WHAT YOU NEED TO DO:
In the material below, identify each line containing the string "wood" and copy those lines. The match is case-sensitive.

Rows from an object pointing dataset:
———

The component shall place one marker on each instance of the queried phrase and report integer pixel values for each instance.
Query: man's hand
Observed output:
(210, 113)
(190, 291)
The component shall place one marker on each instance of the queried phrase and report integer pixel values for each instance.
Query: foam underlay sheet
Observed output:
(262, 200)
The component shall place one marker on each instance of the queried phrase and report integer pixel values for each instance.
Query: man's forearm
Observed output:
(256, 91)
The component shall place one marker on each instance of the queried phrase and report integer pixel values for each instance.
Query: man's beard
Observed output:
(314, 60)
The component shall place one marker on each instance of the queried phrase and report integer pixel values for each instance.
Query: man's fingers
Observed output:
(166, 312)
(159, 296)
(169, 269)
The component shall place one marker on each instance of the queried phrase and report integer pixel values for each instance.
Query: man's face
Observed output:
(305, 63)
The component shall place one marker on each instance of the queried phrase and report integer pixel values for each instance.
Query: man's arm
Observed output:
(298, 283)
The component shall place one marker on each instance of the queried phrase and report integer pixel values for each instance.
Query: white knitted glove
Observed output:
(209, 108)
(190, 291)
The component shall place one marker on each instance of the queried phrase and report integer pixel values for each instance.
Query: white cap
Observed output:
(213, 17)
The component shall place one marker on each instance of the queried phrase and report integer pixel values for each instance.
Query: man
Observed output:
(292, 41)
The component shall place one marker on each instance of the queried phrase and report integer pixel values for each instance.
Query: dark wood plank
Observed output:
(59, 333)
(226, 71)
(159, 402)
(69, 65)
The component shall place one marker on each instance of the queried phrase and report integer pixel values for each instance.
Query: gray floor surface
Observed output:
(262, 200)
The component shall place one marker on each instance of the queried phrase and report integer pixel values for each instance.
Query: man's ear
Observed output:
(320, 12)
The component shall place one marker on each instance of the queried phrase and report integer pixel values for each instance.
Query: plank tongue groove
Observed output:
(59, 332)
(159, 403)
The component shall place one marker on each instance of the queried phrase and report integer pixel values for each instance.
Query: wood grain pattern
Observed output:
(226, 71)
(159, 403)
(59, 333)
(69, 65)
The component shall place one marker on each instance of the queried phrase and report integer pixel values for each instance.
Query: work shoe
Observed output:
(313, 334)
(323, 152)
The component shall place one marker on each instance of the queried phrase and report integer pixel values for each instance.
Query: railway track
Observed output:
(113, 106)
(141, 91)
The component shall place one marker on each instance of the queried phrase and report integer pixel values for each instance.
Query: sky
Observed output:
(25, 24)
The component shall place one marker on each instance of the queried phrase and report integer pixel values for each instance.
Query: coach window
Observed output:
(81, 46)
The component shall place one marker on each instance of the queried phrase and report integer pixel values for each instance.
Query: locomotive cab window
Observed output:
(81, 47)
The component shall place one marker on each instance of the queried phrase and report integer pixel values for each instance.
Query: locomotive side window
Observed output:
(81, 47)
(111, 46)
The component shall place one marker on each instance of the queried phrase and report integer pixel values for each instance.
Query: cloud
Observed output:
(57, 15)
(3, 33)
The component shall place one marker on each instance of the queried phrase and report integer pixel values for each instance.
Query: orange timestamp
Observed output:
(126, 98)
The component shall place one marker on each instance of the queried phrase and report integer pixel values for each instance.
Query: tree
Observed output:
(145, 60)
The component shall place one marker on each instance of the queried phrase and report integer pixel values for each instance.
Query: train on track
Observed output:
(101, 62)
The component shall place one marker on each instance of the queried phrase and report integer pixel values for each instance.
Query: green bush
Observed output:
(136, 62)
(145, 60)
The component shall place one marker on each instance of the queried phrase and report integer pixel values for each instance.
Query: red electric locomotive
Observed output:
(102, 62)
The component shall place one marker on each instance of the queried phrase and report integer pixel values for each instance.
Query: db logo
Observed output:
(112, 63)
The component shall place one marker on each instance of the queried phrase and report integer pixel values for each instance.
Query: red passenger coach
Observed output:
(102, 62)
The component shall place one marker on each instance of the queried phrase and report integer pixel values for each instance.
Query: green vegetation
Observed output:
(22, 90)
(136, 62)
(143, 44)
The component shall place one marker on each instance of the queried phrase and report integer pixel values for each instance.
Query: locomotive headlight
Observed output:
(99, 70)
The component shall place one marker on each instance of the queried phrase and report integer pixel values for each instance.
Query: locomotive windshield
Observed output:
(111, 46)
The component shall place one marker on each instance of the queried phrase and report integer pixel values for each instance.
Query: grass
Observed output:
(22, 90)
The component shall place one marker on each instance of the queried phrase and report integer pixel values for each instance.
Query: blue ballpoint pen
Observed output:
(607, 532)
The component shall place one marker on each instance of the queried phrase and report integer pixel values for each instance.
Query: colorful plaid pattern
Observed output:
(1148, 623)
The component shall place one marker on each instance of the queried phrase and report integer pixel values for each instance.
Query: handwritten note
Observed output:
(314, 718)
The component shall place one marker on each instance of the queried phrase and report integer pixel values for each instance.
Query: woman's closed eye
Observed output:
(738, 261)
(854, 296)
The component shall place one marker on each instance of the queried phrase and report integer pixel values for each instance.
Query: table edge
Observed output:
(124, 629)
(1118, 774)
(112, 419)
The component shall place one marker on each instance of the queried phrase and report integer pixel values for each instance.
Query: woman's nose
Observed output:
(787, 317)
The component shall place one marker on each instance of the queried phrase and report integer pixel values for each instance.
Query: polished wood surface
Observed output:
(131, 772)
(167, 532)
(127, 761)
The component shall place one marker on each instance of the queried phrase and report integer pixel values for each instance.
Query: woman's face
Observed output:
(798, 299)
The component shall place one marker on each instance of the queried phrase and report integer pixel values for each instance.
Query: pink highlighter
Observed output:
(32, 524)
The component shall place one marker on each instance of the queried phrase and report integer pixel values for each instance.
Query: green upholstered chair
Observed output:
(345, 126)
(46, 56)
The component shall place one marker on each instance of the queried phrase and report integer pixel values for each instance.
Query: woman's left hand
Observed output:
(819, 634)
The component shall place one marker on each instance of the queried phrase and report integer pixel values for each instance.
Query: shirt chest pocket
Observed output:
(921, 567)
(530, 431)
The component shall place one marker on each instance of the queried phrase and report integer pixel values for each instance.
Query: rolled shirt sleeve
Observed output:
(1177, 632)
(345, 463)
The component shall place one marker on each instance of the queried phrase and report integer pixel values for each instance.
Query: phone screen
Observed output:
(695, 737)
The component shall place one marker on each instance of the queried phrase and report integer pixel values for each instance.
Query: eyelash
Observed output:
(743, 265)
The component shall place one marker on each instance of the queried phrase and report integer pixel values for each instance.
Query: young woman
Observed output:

———

PROBLEM SOLUTION:
Query: dark wood plank
Query: wood grain pattern
Query: polished wood surface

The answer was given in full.